• [REQUIRED TASK A]: Put the entries below into a Markdown table with the columns Row and Line, beginning at their first line and stopping after the line that contains "x=414 y=223". Number each row, skip blank lines, and leave the pictures out.

• [TEXT]:
The Adventure Game is a game show that was originally broadcast on UK television channels BBC1 and BBC2 between 24 May 1980 and 18 February 1986. The story in each show was that the two celebrity contestants and a member of the public had travelled by space ship to the planet Arg. Their overall task varied with each series. For example, the team might be charged with finding a crystal needed to power their ship to return to Earth. The programme is often considered to have been a forerunner of The Crystal Maze.

Background
The programme was devised by experienced BBC producer Patrick Dowling (who also introduced episodes of series 2). Dowling had an interest in Dungeons and Dragons and wanted to televise a show that would capture the mood. The programme also had a similar sci-fi feel influenced by Douglas Adams; Dowling asked Adams to write the show, but the latter was busy with the television production of The Hitchhiker's Guide to the Galaxy. The first two series were written and produced by Dowling and directed by Ian Oliver, who wrote and produced the final two series after Dowling retired.Peter Hawkins provided the opening narration for series 1 and 4.

The characters
Arg was inhabited by shapeshifting dragons known as Argonds. As a reference to this, most proper nouns in the programme (including Argond) were anagrams of the word dragon. To avoid scaring contestants, Argonds commonly shifted form, mostly to human, a few minutes before the contestants arrived.

Notable characters within the game included:
 The Rangdo, who was the ruler of planet Arg and initially referred to as "Uncle" by the other Argonds. In the first series, his human form was played by Ian Messiter, who appeared as an old professor in a velvet jacket, but in later series he became one of the few Argonds not to appear as a dragon. In series 2 and 3, he became an aspidistra atop an elegant plant stand; and in series 3 he could move around the room and roared and shook when he was angry (the Rangdo was controlled by Kenny Baker). Any human meeting the Rangdo immediately had to placate him by bowing while uttering the phrase "Gronda! Gronda!". In the last series, the Rangdo changed into a teapot instead, spouting steam when displeased.
 Darong (series 1, played by BBC newsreader Moira Stuart).
 Gnoard (series 1 – 3, played by Charmian Gradwell), whose job it was to explain the initial stages of the game to the contestants.
 Dorgan (series 4, played by Sarah Lam), who took over from Gnoard in the final series.
 Gandor (series 1 – 4, played by Chris Leaver), an ancient, half-deaf butler who took the contestants through most of the puzzles and refereed the Vortex and Drogna games. In some episodes, he could only hear when he was wearing his spectacles, which he continually (and conveniently) misplaced.
 Rongad (series 3 & 4, played by Bill Homewood), because he was Australian, spoke English backwards and could only understand the contestants if they did the same. His Australian accent was a mild clue to help the contestants realise he was speaking backwards. Noted for habitually singing Waltzing Matilda in reverse, and exclamations of "Doog yrev!" when the contestants did well. He appears in every episode of series 3 and episode 2 of series 4.
 Angord (series 4, actor unknown) was an Argond who never seemed to turn into a human. She always misbehaved when Gandor and Dorgan were checking over the puzzles.
 The Mole (series 2, played by Lesley Judd), pretended to be one of the regular contestants but was actually working against them. The actress had been a genuine contestant in the first series.

• [TASK INPUTS]:
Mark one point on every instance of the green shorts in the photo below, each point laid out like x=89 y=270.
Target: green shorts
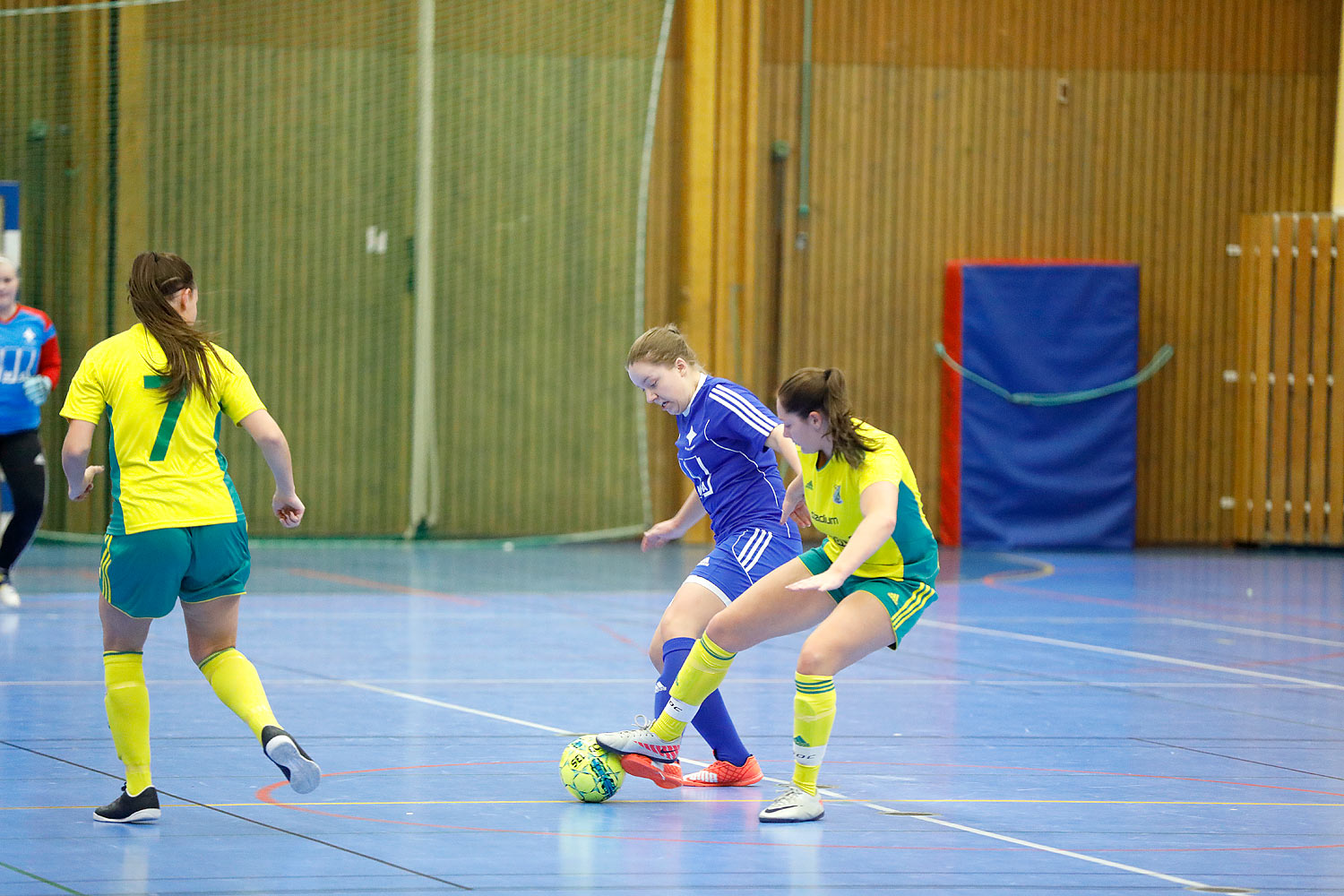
x=144 y=573
x=905 y=599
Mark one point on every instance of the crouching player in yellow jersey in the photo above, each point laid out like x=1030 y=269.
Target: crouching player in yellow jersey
x=863 y=587
x=177 y=527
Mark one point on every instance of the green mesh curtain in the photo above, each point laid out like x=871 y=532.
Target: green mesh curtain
x=414 y=223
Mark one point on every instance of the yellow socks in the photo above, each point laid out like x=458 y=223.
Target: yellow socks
x=128 y=715
x=702 y=673
x=814 y=713
x=238 y=686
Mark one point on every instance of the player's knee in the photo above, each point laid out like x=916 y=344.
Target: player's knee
x=816 y=659
x=202 y=649
x=726 y=634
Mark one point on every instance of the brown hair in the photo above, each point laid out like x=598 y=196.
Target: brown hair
x=155 y=279
x=819 y=390
x=663 y=346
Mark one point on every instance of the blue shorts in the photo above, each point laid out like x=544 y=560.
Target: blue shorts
x=742 y=559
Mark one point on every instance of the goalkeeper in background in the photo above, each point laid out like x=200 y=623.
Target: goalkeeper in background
x=30 y=366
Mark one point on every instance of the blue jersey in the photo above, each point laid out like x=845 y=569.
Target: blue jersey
x=720 y=446
x=27 y=349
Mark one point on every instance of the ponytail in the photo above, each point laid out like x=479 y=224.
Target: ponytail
x=155 y=279
x=819 y=390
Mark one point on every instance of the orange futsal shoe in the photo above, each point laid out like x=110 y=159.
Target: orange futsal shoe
x=664 y=774
x=725 y=774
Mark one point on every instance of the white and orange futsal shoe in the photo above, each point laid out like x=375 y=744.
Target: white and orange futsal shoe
x=645 y=755
x=725 y=774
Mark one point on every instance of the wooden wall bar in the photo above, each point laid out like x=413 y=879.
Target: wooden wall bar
x=1289 y=383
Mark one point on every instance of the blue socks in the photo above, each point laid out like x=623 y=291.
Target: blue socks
x=712 y=720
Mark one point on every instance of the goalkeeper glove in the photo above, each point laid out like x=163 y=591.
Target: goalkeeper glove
x=37 y=389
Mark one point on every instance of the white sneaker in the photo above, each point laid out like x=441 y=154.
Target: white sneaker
x=795 y=804
x=281 y=748
x=642 y=742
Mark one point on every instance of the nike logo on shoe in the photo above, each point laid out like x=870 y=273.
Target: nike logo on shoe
x=663 y=750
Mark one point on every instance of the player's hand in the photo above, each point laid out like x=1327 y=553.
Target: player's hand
x=288 y=509
x=37 y=389
x=659 y=533
x=827 y=581
x=80 y=493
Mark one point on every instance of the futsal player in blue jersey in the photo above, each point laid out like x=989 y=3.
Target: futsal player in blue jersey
x=726 y=445
x=30 y=366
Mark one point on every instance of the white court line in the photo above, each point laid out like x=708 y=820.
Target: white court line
x=1131 y=654
x=1258 y=633
x=1183 y=882
x=881 y=683
x=452 y=705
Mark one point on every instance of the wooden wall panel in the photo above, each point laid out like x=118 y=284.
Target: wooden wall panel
x=1290 y=374
x=940 y=132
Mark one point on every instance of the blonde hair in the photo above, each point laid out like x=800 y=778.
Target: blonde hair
x=663 y=346
x=814 y=389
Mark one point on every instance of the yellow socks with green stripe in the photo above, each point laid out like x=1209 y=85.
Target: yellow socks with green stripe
x=814 y=713
x=699 y=677
x=126 y=700
x=238 y=686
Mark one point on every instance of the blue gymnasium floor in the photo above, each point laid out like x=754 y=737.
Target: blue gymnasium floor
x=1083 y=723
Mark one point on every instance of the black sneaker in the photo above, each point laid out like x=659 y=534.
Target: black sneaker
x=281 y=748
x=142 y=807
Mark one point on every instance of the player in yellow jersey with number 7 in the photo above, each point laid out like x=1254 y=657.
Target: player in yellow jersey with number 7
x=177 y=525
x=863 y=587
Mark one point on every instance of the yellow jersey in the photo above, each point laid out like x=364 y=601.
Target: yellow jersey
x=832 y=495
x=163 y=457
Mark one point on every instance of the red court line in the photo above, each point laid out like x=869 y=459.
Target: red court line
x=384 y=586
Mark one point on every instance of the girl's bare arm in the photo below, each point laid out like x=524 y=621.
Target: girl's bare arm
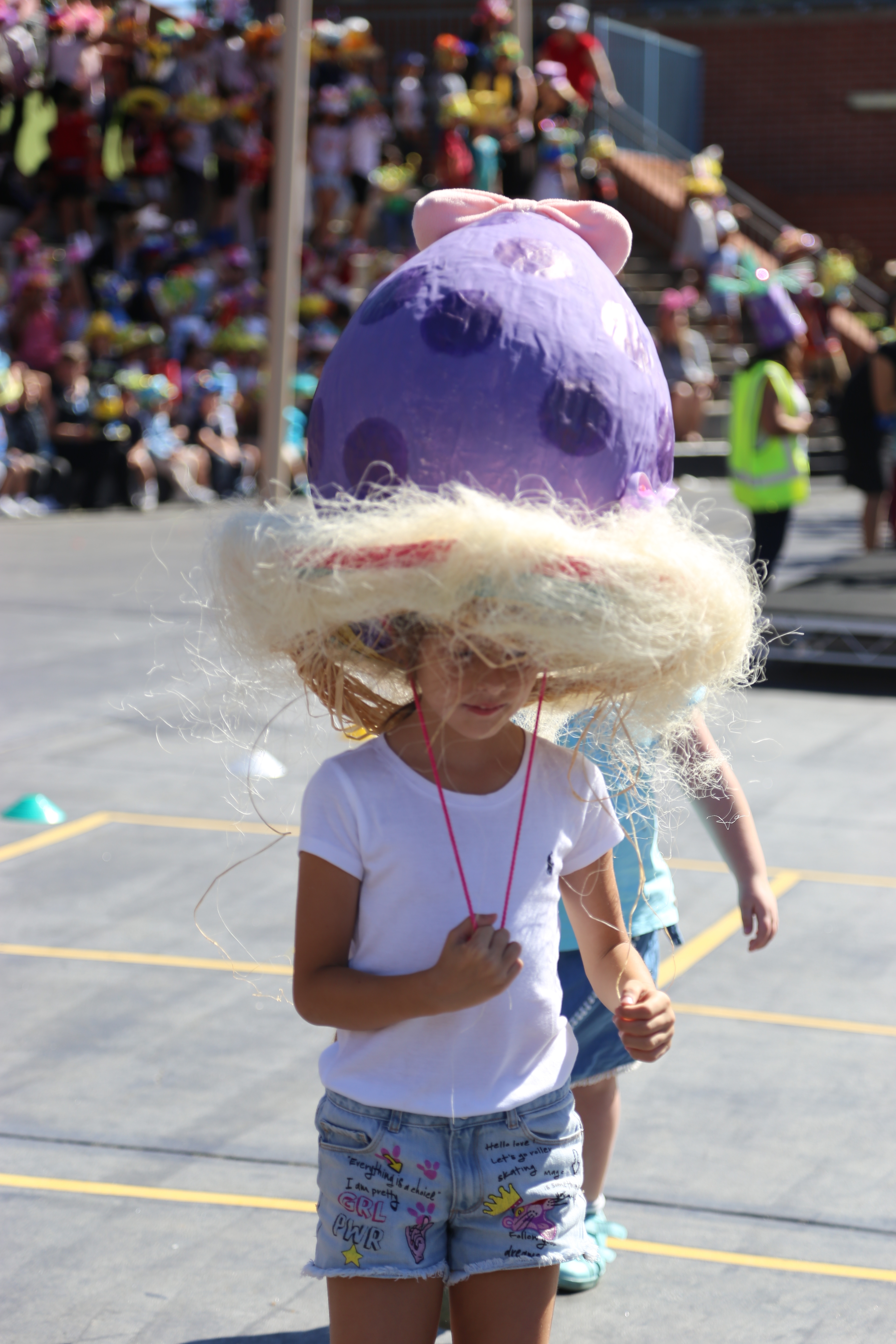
x=726 y=815
x=617 y=974
x=473 y=966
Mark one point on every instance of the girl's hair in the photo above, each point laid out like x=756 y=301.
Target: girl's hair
x=630 y=609
x=776 y=357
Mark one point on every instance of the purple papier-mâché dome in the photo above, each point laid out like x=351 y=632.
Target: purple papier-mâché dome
x=504 y=355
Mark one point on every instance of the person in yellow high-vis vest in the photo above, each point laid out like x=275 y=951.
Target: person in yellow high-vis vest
x=770 y=419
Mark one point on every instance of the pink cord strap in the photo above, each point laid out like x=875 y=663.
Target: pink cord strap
x=448 y=819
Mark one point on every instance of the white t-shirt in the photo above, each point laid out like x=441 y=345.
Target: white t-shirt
x=328 y=147
x=366 y=136
x=373 y=816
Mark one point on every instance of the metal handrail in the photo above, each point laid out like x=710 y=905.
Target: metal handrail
x=765 y=222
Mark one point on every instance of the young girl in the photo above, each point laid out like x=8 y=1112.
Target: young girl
x=434 y=854
x=447 y=1066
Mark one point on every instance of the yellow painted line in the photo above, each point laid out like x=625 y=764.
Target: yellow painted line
x=147 y=819
x=850 y=880
x=698 y=1253
x=53 y=835
x=698 y=948
x=144 y=959
x=785 y=1019
x=175 y=1197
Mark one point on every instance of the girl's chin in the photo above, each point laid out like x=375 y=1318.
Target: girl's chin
x=472 y=725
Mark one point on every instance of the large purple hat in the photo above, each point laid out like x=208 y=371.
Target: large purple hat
x=504 y=355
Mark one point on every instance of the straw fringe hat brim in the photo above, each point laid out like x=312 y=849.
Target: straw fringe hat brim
x=630 y=605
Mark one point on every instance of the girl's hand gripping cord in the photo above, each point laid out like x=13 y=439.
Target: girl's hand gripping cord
x=475 y=966
x=472 y=968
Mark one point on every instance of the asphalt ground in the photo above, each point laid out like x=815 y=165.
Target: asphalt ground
x=756 y=1138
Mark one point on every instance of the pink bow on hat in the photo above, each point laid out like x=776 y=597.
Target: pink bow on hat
x=604 y=229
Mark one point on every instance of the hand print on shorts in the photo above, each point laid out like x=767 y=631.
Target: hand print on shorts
x=416 y=1234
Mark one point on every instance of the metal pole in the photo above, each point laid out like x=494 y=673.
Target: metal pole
x=523 y=25
x=288 y=218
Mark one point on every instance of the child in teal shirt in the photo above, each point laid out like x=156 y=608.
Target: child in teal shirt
x=652 y=916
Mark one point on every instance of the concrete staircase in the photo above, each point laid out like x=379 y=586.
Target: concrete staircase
x=645 y=276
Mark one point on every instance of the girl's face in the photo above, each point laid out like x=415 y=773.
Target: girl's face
x=465 y=693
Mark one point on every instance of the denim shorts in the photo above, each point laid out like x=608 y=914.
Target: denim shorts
x=601 y=1050
x=420 y=1197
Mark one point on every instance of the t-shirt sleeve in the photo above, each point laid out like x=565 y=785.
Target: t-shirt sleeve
x=330 y=820
x=601 y=830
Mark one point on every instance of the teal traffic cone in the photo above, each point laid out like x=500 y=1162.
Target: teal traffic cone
x=35 y=807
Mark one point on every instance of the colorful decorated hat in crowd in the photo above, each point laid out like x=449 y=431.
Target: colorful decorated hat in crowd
x=768 y=296
x=490 y=445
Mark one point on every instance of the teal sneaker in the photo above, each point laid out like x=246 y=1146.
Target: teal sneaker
x=582 y=1275
x=600 y=1229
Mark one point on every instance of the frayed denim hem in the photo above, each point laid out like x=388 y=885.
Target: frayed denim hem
x=314 y=1271
x=549 y=1259
x=609 y=1073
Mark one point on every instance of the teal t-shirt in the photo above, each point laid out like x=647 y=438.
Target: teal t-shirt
x=637 y=814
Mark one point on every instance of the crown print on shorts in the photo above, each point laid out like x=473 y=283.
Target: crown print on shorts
x=502 y=1202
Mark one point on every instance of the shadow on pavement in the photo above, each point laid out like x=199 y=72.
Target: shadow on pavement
x=318 y=1336
x=782 y=675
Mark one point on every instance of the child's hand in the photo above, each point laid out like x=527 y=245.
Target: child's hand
x=475 y=967
x=758 y=900
x=645 y=1022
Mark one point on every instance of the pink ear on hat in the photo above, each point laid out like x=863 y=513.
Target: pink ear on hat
x=604 y=229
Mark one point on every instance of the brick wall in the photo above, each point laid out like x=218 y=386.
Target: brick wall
x=776 y=99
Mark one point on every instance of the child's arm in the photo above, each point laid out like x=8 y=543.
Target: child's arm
x=727 y=816
x=617 y=974
x=473 y=967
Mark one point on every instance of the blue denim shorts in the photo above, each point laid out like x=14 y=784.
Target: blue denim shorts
x=420 y=1197
x=601 y=1050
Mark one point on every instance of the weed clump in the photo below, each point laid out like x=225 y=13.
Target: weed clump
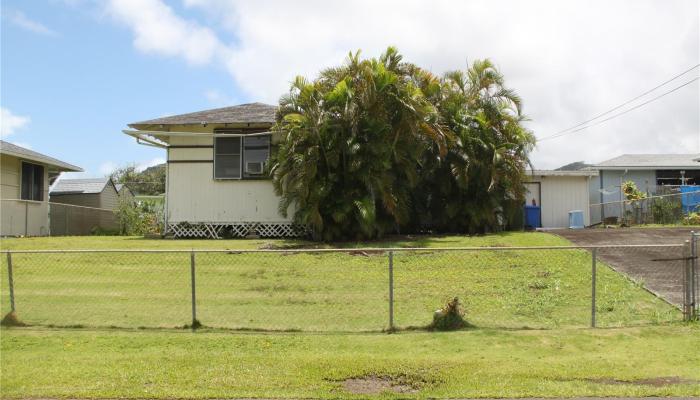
x=450 y=317
x=11 y=320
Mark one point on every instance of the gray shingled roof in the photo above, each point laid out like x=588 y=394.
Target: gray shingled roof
x=243 y=113
x=79 y=186
x=652 y=161
x=20 y=152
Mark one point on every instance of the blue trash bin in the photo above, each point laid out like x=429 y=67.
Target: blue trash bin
x=576 y=219
x=533 y=217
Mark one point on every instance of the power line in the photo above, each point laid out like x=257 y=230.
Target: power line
x=556 y=134
x=564 y=133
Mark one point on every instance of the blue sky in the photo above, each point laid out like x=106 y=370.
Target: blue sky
x=75 y=72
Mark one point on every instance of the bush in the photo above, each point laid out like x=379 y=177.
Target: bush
x=139 y=217
x=450 y=317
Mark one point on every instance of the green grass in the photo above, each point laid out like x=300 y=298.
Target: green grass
x=321 y=291
x=341 y=297
x=41 y=363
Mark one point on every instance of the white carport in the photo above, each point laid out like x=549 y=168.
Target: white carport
x=557 y=193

• [REQUIRED TASK B]:
Answer these questions from the text about The Adventure Game:
(i) Between which dates was the program originally broadcast?
(ii) Who controlled the Rangdo in series 3?
(iii) Which song was Rongad noted for habitually singing in reverse?

• [FULL OUTPUT A]:
| Row | Line |
|---|---|
| 1 | Mark one point on every instance of the green shorts in the photo below, each point laid out like x=89 y=270. |
| 2 | Target: green shorts |
| 3 | x=144 y=573 |
| 4 | x=905 y=599 |
| 5 | Mark one point on every instance of the crouching player in yellow jersey in the photo above, each point laid out like x=1030 y=269. |
| 6 | Target: crouching player in yellow jersey |
| 7 | x=863 y=587 |
| 8 | x=177 y=527 |
| 9 | Mark one point on every instance of the green mesh curtain in the photo above, each point laid out like x=871 y=532. |
| 10 | Target: green mesh curtain |
| 11 | x=414 y=223 |

• [FULL OUTPUT B]:
(i) 24 May 1980 and 18 February 1986
(ii) Kenny Baker
(iii) Waltzing Matilda